* _SELECTED EXCERPT_
* Start *

The global shift towards low-carbon energy sources hinges on the expansion of renewable energy projects, underpinned by the availability of critical minerals, whose demand is projected to surge by up to six times by 2050, as per the IEA‘s scenario. In this envisioned future, the energy-related resource trade will predominantly revolve around critical minerals, overshadowing the prominence of oil and natural gas.
Meanwhile, an intense global supply and demand race is unfolding, seeking to establish a low-carbon economy amidst the escalating impact of climate change and adjusting economies. At the heart of this race is China, which has long been developing its expertise and capacity to support these technologies.
The world is beginning to recognise the vulnerability of over-dependence on a single country, or single point of failure. These fears have become acute in the wake of Russia’s invasion of Ukraine, which demonstrated the exposure to risk in the realms of energy and national security.
Why are these minerals so critical?
The main pillars driving the shift to a greener and low-carbon economy are renewable energy sources crucial in electrifying energy networks and batteries supporting technologies like electric vehicles (EVs). This marks a profound shift in requirements compared to traditional fossil fuel resources. The underlying technologies within the electrification of networks are solar PVs, wind turbines and EVS, which all require more minerals to build compared to fossil fuel counterparts.
While there is no definitive global list of which minerals are considered critical, countries have lists that are constantly reviewed and updated as requirements change with advancements in technologies.

* End *

* _DESCRIPTION OF THE TASK_
Continue the text on critical minerals and the low-carbon energy shift, picking up after its final sentence.

* _COLLECTED DATA_
* Start *

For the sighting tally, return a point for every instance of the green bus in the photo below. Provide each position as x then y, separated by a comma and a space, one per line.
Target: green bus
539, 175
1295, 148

* End *

* _RESPONSE_
Amongst the most important critical minerals are copper, cobalt, lithium, rare earth elements (REE), graphite, and silicone. Copper is part of all those primary renewable energy sources, constituting a cornerstone for all electricity-related technologies. Batteries rely on lithium, nickel, cobalt, manganese, and graphite. RREs are also considered essential for wind turbines and EV motors, while solar PV additionally relies on nickel and silicon.
China’s pivotal role
The issue of critical minerals is not a new matter. However, rising tension between China and the US has attracted attention to the issue. These minerals are not spread evenly throughout the world, with a handful of countries that leverage vast mineral reserves becoming key strategic players in this new landscape.
The world’s leading nations in lithium, cobalt, and RREs hold significant control over more than three-quarters of global production. In 2019, the Democratic Republic of Congo and China contributed approximately 70% and 60% to the global production of cobalt and REEs respectively. The concentration level becomes even more pronounced when considering processing operations, where China dominates across various fronts. China’s refining share reaches approximately 35% for nickel, 50-70% for lithium and cobalt, and nearly 90% for REEs. Chinese enterprises have also made significant investments in foreign assets located in Australia, Chile, and Indonesia. In the cobalt-rich DRC, home to half of the world’s reserves of the mineral, it was estimated that 15 out of 19 cobalt mines were owned and financed by China, which is also in control of the refining process. The high level of concentration, coupled with intricate supply chains, amplifies the risks stemming from potential disruptions, trade restrictions, or other developments occurring in major producing countries.
United States & allies
In an effort to diversify and reduce their reliance on China, countries around the world have begun to introduce new regulations and incentives, aiming to bolster their supply chains in case of geopolitical tensions, natural disasters, or other disruptions. With the threat of climate change and nearing net-zero goals, government interventions provide crucial boosts to its facilitation.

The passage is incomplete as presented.